Dataset records:
+ + +
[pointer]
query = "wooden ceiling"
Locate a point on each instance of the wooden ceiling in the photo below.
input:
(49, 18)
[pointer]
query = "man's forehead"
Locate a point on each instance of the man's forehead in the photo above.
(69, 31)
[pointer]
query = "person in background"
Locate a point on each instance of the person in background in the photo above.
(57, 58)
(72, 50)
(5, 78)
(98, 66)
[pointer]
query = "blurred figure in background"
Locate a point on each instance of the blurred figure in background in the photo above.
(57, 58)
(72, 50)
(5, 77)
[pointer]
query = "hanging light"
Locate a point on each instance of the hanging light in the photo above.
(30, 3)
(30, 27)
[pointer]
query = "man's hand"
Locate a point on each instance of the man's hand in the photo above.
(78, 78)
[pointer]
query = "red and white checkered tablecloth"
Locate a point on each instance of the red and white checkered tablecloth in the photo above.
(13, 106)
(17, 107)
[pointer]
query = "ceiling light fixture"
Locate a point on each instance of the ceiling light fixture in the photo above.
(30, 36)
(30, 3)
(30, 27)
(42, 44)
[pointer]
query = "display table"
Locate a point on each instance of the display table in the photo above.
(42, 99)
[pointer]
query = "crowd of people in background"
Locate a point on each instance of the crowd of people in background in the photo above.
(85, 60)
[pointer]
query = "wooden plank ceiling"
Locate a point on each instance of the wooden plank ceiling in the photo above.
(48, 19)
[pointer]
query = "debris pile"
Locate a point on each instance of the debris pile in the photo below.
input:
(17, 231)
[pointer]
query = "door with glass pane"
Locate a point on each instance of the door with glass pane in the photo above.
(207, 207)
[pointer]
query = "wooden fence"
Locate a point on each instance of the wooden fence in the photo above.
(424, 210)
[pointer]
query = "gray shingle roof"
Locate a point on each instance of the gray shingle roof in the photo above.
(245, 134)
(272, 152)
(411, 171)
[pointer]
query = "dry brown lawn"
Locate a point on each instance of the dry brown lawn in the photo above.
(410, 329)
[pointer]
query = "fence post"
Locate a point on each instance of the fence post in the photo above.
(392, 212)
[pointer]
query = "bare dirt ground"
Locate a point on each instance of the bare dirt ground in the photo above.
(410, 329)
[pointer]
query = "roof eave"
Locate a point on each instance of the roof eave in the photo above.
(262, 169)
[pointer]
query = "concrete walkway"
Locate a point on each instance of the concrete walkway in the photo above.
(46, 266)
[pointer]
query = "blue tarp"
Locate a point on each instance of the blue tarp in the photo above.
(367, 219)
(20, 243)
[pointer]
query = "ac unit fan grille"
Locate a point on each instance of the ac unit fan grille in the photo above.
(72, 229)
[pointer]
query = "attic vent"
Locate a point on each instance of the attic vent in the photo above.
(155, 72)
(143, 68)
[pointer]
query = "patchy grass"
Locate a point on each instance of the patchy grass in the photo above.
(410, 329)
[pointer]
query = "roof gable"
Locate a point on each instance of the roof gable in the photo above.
+ + +
PROBLEM STATEMENT: An exact copy of every entry is what's needed, so retype them all.

TASK RESPONSE:
[pointer]
query = "wooden ceiling"
Locate a point on each instance of the wooden ceiling in the photo below.
input:
(49, 18)
[pointer]
query = "man's forehead"
Locate a point on each instance of the man's forehead in the photo above.
(69, 31)
[pointer]
query = "person in background"
Locate a point on each instance of the person in background in the photo above.
(57, 58)
(72, 50)
(5, 78)
(98, 66)
[pointer]
query = "blurred figure in background"
Locate a point on each instance of the blurred figure in background in the photo above.
(57, 58)
(72, 50)
(5, 77)
[pointer]
query = "hanging light"
Locate a point on each instance of the hanging light in the photo above.
(30, 3)
(30, 27)
[pointer]
query = "man's hand"
Locate a point on each instance of the man's hand in the photo above.
(78, 78)
[pointer]
query = "red and white checkered tablecloth"
Locate a point on each instance of the red and white checkered tablecloth in the photo above.
(13, 106)
(17, 107)
[pointer]
query = "ceiling light fixture"
Locate a point on each instance of the ceiling light fixture in the photo above.
(30, 36)
(30, 3)
(30, 27)
(42, 44)
[pointer]
query = "display table"
Locate a point on each instance of the display table in the photo above.
(42, 99)
[pointer]
query = "crowd of people in background"
Locate a point on each instance of the crowd of people in background in the photo above.
(85, 60)
[pointer]
query = "wooden plank ceiling"
Locate a point on each instance of the wooden plank ceiling in the photo above.
(48, 19)
[pointer]
query = "debris pile"
Locate a point on each instance of the debris pile in the photo below.
input:
(17, 231)
[pointer]
query = "door with glass pane"
Locate a point on each instance of the door with glass pane in the photo above.
(207, 207)
[pointer]
query = "wooden fence"
Locate a point on each instance of the wooden fence in the photo above.
(424, 210)
[pointer]
query = "gray shingle roof"
Locate a point on each instance of the gray shingle roof in the photo above.
(245, 134)
(272, 152)
(411, 171)
[pointer]
query = "dry brown lawn"
Locate a point on each instance of the dry brown lawn in the photo above.
(410, 329)
[pointer]
query = "fence post"
Locate a point on each instance of the fence post in the photo above.
(392, 212)
[pointer]
query = "bare dirt ground"
Locate a point on each instance of the bare dirt ground in the photo above.
(410, 329)
[pointer]
query = "roof eave"
Locate a point on each instance of the roof eave in the photo above.
(262, 169)
[pointer]
query = "concrete walkway"
Locate a point on each instance of the concrete walkway in the photo above.
(46, 266)
[pointer]
query = "blue tarp"
Locate a point on each instance of the blue tarp in the photo above.
(367, 219)
(20, 243)
[pointer]
query = "ac unit fan grille"
Locate a point on each instance of the ac unit fan grille in the photo above.
(72, 229)
[pointer]
query = "attic vent"
Locate a point on each instance of the attic vent in the photo above.
(155, 72)
(143, 68)
[pointer]
query = "patchy grass"
Locate a point on each instance of the patchy grass in the photo above.
(410, 329)
[pointer]
query = "roof gable"
Locate a point on each instance of the roof gable in the photo above.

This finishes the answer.